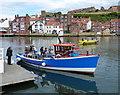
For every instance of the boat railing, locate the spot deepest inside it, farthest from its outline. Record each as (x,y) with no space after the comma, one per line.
(1,60)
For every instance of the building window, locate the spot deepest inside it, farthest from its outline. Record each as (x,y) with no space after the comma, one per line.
(17,19)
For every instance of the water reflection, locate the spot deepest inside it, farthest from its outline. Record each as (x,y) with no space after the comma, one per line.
(61,82)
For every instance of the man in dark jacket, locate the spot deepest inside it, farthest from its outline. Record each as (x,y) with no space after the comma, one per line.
(9,54)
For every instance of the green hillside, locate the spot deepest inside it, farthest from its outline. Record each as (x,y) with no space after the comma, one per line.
(99,16)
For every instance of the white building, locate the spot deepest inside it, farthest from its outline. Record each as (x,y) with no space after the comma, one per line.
(49,27)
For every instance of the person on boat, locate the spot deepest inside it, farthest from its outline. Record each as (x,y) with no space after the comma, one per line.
(31,48)
(41,50)
(58,56)
(49,49)
(45,52)
(82,39)
(9,54)
(34,49)
(27,49)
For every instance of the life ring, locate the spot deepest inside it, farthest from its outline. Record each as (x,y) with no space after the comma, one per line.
(43,64)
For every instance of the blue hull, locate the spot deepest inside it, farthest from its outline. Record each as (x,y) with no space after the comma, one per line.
(79,64)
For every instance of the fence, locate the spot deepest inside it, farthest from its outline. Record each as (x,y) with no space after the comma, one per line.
(1,60)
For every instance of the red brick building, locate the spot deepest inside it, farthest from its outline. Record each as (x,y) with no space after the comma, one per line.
(20,24)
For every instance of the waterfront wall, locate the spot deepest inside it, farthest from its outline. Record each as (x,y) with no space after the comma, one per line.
(90,34)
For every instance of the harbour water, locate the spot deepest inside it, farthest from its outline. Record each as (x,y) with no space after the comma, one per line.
(105,79)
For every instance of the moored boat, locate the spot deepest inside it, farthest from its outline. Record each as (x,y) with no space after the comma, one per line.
(87,42)
(65,59)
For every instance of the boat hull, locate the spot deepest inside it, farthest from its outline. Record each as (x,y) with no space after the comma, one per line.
(88,42)
(86,64)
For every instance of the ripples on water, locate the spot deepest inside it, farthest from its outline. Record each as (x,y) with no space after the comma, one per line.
(105,79)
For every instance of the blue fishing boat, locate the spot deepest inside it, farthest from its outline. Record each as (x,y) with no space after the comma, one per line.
(66,61)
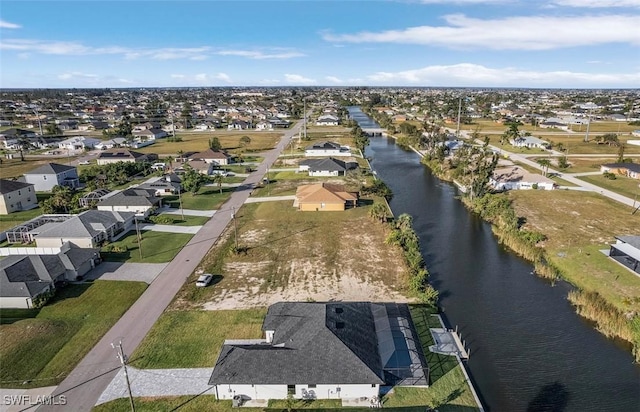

> **DIRECTIONS FOR THIS TASK**:
Every entry above is to be repeated word for word, with all pictures omitted.

> **EXPECTED OUTPUT**:
For every instance of the boat railing, locate the spot deepest inside it, farthest from its outline. Record each as (x,y) with no space after the comma, one per line.
(1,60)
For every instance of the building window, locate the spot deepest inside it, farthest from its outline. Record each as (x,y) with no space after the comma, one per line.
(17,19)
For every instance of the water reflection, locate the spot deepest inside it, farthest from its outline. Record each as (x,y) with no space after the comma, one per line.
(61,82)
For every instance of the man in dark jacket, locate the spot deepest inside it, farthest from its outline. Record each as (x,y) with no space after the comma, one per line.
(9,54)
For every instance of the green hillside, locate the spot deepest inside it, farthest from its outline. Record each as (x,y) with no space after the comma, one per line.
(99,16)
For every instance of the white building, locate the spot deepest inside it, farthest from its outline. Record each as (x,y) with no space after the comma, one per line.
(49,27)
For every instance of the person on boat, locate the spot deepest inside it, farthest from its outline. Record each as (x,y) with no space after the comma, one per line.
(31,48)
(41,50)
(58,56)
(49,49)
(45,52)
(82,39)
(9,54)
(34,49)
(27,49)
For every instance of the life ring, locate the spot deepest inside it, farthest from its outline. Record each as (x,y) with no space after the comma, one per line.
(43,64)
For every instance of the blue hull, locate the spot deepest inside it, farthest from its outline. Record each as (x,y) with no space after the comma, one per line.
(79,64)
For every instance of the fence, locate the spot deepest inside it, farthest from its outline. Record each as (x,y) with no space after the comma, one per line.
(1,60)
For every instance of the red brick building, locate the spot deepest inside it, farthest from its outline. Record each as (x,y) with no space after the comma, one per line.
(20,24)
For every instance of the waterfront wall, locate the spot deepest inside it, farthest from its outline. Record each as (x,y) with no space after the comma, one per line.
(90,34)
For every instance of the harbour water, locate the spot deepest inside it, farthest from its outline. Record each as (x,y) with no space after the comma, one per line.
(105,79)
For every instance of the moored boat, locate the spot deepest inside it, farthest from its outline. Record each as (x,y) with no space after the comma, one per line.
(87,42)
(65,59)
For every instance of the boat hull, locate the spot deepest inside it, farthest from its outline. Record each as (x,y) with no space after the comma, one per line.
(88,42)
(86,64)
For every instance of the ripples on water, locate the spot deepest inside it, farthest from its outline. Record each as (x,y) with no space after the comma, one per line.
(105,79)
For every instance of the blue fishing boat, locate the spot deepest inside it, farthest from its outline. Record each as (x,y) with no space after the comma, one per line.
(66,61)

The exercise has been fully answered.